Overview

Assigning CWEs to CVEs is hard for humans - it requires

a technical understanding to know what the root weakness is
an understanding of MITRE CWE standard to assign the appropriate Common Weakness Enumeration (CWE) to it

There's 2 parts to CWE assignment:

Propose CWE Assignments

A solution for augmenting manual assignment of CWEs was used effectively for suggesting CWEs to CVE Descriptions for CISA Vulnrichment.

This was not a production ready hosted scaled solution.

This project is about productionizing this.

This project uses a consensus of LLMs to check CWEs assigned to CVEs.

It was applied effectively to review all CISA Vulnrichment assigned CWEs, and a report was submitted to CISA.

___

Problem requirements –
Resume the overview of using LLMs to assign and check CWEs for CVEs, starting right after its final sentence.

Material supplied –

___

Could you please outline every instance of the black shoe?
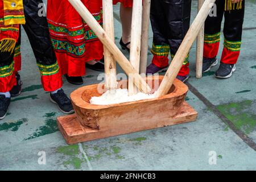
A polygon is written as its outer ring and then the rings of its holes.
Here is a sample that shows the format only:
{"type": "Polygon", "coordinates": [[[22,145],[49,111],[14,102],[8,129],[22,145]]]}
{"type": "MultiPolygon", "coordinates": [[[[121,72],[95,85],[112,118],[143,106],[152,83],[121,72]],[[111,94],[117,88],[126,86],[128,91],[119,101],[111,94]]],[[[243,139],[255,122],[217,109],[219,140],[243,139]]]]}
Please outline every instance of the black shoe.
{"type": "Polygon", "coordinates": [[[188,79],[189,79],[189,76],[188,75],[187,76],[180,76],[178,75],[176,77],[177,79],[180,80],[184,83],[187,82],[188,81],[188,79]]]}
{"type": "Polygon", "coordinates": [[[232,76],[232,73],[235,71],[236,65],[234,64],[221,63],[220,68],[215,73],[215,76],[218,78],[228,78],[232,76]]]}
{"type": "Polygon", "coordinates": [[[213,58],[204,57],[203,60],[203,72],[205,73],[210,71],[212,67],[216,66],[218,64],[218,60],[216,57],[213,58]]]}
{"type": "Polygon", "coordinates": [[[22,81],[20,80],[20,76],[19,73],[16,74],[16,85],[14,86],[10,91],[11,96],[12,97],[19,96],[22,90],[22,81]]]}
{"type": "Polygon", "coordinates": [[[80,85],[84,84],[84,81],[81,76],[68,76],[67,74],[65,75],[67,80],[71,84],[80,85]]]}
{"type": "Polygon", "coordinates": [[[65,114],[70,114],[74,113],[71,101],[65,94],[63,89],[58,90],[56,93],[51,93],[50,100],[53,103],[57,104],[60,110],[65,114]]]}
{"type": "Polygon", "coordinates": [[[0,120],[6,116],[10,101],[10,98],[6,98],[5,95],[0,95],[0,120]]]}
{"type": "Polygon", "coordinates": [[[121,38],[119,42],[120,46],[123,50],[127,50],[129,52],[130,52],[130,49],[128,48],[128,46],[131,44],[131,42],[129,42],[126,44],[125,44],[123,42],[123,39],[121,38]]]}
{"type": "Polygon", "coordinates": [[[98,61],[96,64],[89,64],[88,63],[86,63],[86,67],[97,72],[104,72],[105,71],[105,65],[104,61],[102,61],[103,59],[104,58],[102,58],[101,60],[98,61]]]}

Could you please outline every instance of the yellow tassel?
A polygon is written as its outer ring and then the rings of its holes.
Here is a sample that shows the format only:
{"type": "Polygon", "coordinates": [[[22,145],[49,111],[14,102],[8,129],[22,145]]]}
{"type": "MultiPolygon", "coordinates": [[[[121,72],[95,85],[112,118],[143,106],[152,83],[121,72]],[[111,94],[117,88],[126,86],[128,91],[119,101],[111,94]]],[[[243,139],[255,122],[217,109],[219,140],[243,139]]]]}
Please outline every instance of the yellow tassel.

___

Output of the task –
vulnrichment_cwe.ipynb: Extract Vulnrichment CWE data to a CSV file with CVE Description, CWE ID
1. One CVE-CWE pair per line
llm_consensus.ipynb: Ask a consensus of LLMs to review assigned CVE Description, CWE ID
1. Output: llm_consensus CSV file contains the responses from the LLMs.
2. This is auto-generated and any errors are marked but not resolved.
3. This is sorted by Consensus:
  1. Rows where both models disagree (both "No") will be at the top.
  2. These disagreement rows will be sorted by average confidence in descending order.
  3. Rows with null or invalid values for agreements or confidences will be placed at the end. These are where there was an error processing the batch.
4. This takes ~10 minutes to run for ~1800 CVE CWE assignments asking 2 LLMs and costs < $5.
chatgpt_batch.ipynb: Ask chatgpt4o in batch mode to review assigned CVE Description, CWE ID
1. Output: ./data_out/chatgpt_batch.csv with gpt-4o_Agree,gpt-4o_Rationale,gpt-4o_Confidence
report.ipynb: Merge the llm_consensus and chatgpt_batch data.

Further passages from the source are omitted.